WORKING DATA |

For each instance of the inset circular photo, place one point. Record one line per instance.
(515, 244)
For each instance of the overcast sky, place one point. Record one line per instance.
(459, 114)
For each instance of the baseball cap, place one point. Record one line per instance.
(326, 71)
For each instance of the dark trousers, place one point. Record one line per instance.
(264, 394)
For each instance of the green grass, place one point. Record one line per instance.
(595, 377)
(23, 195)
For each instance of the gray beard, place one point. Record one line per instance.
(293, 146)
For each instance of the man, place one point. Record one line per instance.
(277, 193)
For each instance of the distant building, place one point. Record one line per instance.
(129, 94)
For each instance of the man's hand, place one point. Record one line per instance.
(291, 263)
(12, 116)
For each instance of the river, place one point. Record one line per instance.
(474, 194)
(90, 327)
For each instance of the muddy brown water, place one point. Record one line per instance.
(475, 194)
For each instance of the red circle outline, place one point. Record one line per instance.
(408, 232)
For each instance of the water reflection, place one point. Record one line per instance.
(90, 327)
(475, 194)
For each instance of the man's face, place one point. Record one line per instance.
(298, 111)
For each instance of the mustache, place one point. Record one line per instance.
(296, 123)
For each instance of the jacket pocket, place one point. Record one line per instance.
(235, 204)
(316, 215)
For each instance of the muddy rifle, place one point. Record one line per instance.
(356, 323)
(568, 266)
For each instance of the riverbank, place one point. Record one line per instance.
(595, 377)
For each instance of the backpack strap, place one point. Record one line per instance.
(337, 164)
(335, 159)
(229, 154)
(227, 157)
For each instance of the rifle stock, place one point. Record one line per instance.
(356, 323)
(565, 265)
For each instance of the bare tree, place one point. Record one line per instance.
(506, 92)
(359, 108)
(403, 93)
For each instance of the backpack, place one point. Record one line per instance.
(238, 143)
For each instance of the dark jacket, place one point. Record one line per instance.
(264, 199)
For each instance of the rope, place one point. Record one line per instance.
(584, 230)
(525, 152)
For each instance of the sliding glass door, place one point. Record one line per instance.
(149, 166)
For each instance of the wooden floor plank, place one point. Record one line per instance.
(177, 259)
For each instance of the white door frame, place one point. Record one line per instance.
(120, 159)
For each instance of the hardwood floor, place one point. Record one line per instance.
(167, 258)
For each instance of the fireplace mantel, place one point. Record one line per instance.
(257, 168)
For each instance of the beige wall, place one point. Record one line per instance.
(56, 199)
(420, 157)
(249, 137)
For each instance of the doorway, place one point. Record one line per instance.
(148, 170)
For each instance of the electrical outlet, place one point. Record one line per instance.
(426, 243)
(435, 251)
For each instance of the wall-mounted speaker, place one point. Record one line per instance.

JOB | Copy all of the data above line for line, with no changes.

COMPLETED EXERCISE |
For each instance of the inset circular photo, place one point. Record one line per instance.
(515, 244)
For each instance of the overcast sky, place one point. Record one line per instance.
(459, 114)
For each instance of the baseball cap, place one point. Record one line per instance.
(326, 71)
For each instance of the dark trousers, place one point. Record one line per instance.
(264, 394)
For each instance of the green grass, place one point. Record one line per instance.
(595, 377)
(23, 195)
For each instance of the gray beard, place one point. Record one line per instance.
(293, 146)
For each instance of the man, place one point. Record one line per instance.
(277, 193)
For each instance of the distant building, place one point. Record one line per instance.
(129, 94)
For each instance of the man's hand, place one point. Record one line per instance.
(291, 263)
(12, 116)
For each instance of the river, place one point. Record one line per instance.
(474, 194)
(90, 327)
For each instance of the muddy brown water, place one point. Record one line per instance.
(475, 194)
For each instance of the red circle outline, place one point. Record one line per instance.
(408, 232)
For each instance of the water reflection, place one point. Record one line per instance.
(90, 327)
(475, 194)
For each instance of the man's face, place one point. Record one line per instance.
(298, 111)
For each instance of the mustache, place one point. Record one line per instance.
(296, 123)
For each instance of the jacket pocket, place one point. Record one line per instance.
(235, 204)
(316, 215)
For each instance of the muddy rifle, place one point. Record one line per instance.
(356, 323)
(568, 266)
For each instance of the riverbank, place one point. Record one line per instance.
(595, 377)
For each instance of the backpack strap, place one point. Record one line per instance.
(337, 164)
(335, 159)
(229, 154)
(227, 157)
For each instance of the rifle stock, place one point. Record one line per instance.
(356, 323)
(565, 265)
For each instance of the bare tree, place one point. Record one line per instance.
(506, 92)
(359, 108)
(403, 93)
For each instance of the backpack, place one point. Record one line per instance.
(238, 143)
For each instance of the dark jacket, place one point. Record one line per instance.
(264, 199)
For each instance of the rope, place one point. Record one line per instance.
(584, 230)
(525, 152)
For each instance of the sliding glass door, place one point. Record one line per instance.
(149, 166)
For each instance of the wooden floor plank, place one point. Record one line per instance.
(177, 259)
For each instance of the white door frame, place one point. Record one line per instance.
(120, 159)
For each instance of the hardwood floor, place one point. Record one line per instance.
(167, 258)
For each instance of the fireplace mantel, place one point. Record one line per instance.
(257, 168)
For each instance of the beige wall, place one point. Record one line per instance.
(56, 199)
(420, 157)
(249, 137)
For each instance of the doorway, place one point. Record one line per instance.
(148, 170)
For each instance of the electrical outlet, place one point. Record one line per instance.
(426, 243)
(435, 251)
For each instance of the wall-mounted speaker, place one point. Record one line per instance.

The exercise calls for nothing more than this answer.